Figure 3 shows the step-by-step testing procedure of the SWAP methodology. First, prescreen threshold voltage (V_th-pre), on-resistance (R_ds-on-pre), and sub-threshold (ST_pre) measurements are conducted. Then, the initial oxide screening pulse with voltage V_screen for duration t_screen is applied and the gate leakage current is monitored. An intermediate threshold voltage V_th-screen is measured before the adjustment pulse with voltage V_adj for duration t_adj is applied. Then, a post-adjustment threshold voltage V_th-adj is measured before a 48 h recovery period. Both the initial screening pulse and the adjustment pulse voltage magnitudes are set by multiplying a desired oxide field (E_screen and E_adj respectively) by the estimated device oxide thickness. Finally, post-recovery threshold voltage (V_th-final), on-resistance (R_ds-on-final), and sub-threshold (ST_final) are measured.

In order to normalize the screening conditions to account for different oxide thicknesses, most of the analysis is performed with regard to the applied oxide field rather than an absolute voltage. To quantify the shift in electrical characteristics, the change in device parameters is defined as the difference between the post-recovery values and the pre-screen values. In other words, the V_th shift for a given device is defined as

$$∆V_{th}=V_{th-final}-V_{th-pre}$$

(6)

and the R_ds-on shift is defined as

$$∆R_{ds-on}=R_{ds-on-pre}-R_{ds-on-final}.$$

(7)

Since there are variations in the V_th that are intrinsic to the devices (as shown in Figure 4 for Vendors F, D, and B used in this work), rather than using just the total shift in voltage, a percentage shift relative to the original pre-screen threshold voltage for each device is calculated. To normalize the amount shifted to the original values, the percent ∆V_th is given by

$$∆V_{th}\left(\%\right)={\displaystyle \frac{∆V_{th}}{V_{th-pre}}}\times 100\%$$

(8)

[Excerpts from point annotation data]
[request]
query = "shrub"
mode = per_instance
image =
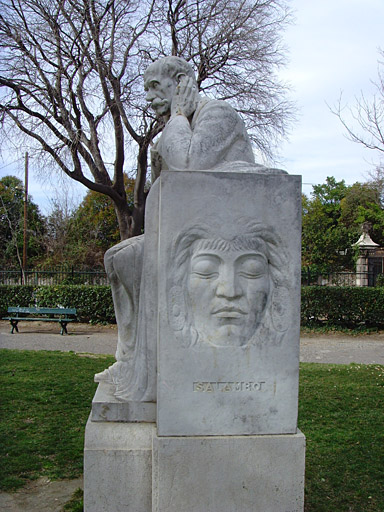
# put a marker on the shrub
(347, 306)
(320, 305)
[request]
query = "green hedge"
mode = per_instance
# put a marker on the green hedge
(93, 303)
(347, 306)
(320, 305)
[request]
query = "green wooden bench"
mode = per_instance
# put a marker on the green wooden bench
(61, 315)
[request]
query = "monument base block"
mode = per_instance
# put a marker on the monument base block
(118, 467)
(229, 473)
(106, 407)
(128, 468)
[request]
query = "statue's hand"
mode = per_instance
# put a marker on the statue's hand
(185, 99)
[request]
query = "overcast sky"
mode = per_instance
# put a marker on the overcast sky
(333, 48)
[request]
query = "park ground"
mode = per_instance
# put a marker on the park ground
(46, 496)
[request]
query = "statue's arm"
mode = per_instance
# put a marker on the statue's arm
(206, 144)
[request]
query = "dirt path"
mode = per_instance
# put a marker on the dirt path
(41, 495)
(45, 496)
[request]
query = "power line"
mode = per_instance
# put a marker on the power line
(10, 163)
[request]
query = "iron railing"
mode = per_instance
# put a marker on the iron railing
(54, 276)
(309, 278)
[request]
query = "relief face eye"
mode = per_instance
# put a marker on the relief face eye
(205, 267)
(252, 266)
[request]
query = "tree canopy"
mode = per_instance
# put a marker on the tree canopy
(12, 224)
(70, 79)
(332, 220)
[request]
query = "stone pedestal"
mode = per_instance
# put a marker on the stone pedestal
(118, 467)
(128, 468)
(106, 407)
(229, 473)
(226, 297)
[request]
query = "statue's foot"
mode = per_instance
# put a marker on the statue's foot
(104, 376)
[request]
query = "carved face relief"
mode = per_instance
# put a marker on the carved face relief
(160, 90)
(228, 292)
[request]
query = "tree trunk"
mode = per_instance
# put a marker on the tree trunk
(124, 219)
(137, 224)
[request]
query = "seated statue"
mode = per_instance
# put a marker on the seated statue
(199, 134)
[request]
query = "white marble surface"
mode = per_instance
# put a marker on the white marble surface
(229, 474)
(106, 407)
(118, 467)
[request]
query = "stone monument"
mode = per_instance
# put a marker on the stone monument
(199, 412)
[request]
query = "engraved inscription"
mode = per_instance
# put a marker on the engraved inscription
(227, 387)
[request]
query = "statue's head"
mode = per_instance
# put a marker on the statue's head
(225, 286)
(161, 79)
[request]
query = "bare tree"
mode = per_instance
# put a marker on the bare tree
(70, 78)
(368, 116)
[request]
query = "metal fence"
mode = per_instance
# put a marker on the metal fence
(53, 276)
(309, 278)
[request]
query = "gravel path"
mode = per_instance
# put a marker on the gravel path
(43, 495)
(99, 339)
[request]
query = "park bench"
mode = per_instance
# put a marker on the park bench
(61, 315)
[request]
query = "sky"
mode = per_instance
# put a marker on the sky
(332, 50)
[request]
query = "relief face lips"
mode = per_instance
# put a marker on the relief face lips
(228, 291)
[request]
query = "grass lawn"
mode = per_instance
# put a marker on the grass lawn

### [What to work on]
- a) Find every line in the records that contains the word "trunk", matching case exactly, and copy each of those lines.
- b) Continue the passage on the SWAP screening procedure from the point where it ends.

### [Answers to the exercises]
- a)
query = "tree trunk"
# put a marker on the tree trunk

- b)
and the percent ΔR_ds-on by

$$∆R_{ds-on}\left(\%\right)={\displaystyle \frac{∆R_{ds-on}}{R_{ds-on-pre}}}\times 100\%.$$

(9)

To ensure that device characteristics are not shifting dramatically due to the screening process, the targeted percent shift in the V_th and R_ds-on is ±5%. The high voltage screening can potentially introduce new traps in the interface, so it is essential to look into the D_it profile at E_C–E_T ~0.1 eV. To check the intrinsic lifetime of the devices after screening, CV-TDDB measurements are conducted at 150 °C for both screened and unscreened devices, and the resulting Weibull plots are compared. For this measurement, 10 devices per screening condition are placed in parallel in a high temperature chamber with their drains and sources shorted to ground, while a constant high voltage stress is applied to the gates [5]. Time-to-failure is measured for each device, and a Weibull plot is generated for each screening condition. If the intrinsic lifetime is minimally affected by the SWAP procedure, then the Weibull plots from the unscreened and screened devices should be very close to each other.

3. Results

This section discusses the SWAP calibration process and covers the results of the SWAP experiments on the DUTs from Vendors F, D, and B. In order to calibrate the SWAP screening process, first a ∆V_th with respect to screening time and field with no adjustment pulse is measured. Then, an appropriate screening field and time are chosen where a significant negative shift in the threshold voltage is seen. Then, an appropriate adjustment pulse field and duration are calibrated through trial and error until the ∆V_th is brough back within acceptable values. Once both the screening and adjustment pulse have been calibrated, then a larger sample can be screened at those conditions. At this point, the ΔR_ds-on, D_it, and change in intrinsic lifetime can be measured. If all are within acceptable limits, then the calibrated pulses can be applied for any device from that specific device design or part number. This process is shown in the following subsection.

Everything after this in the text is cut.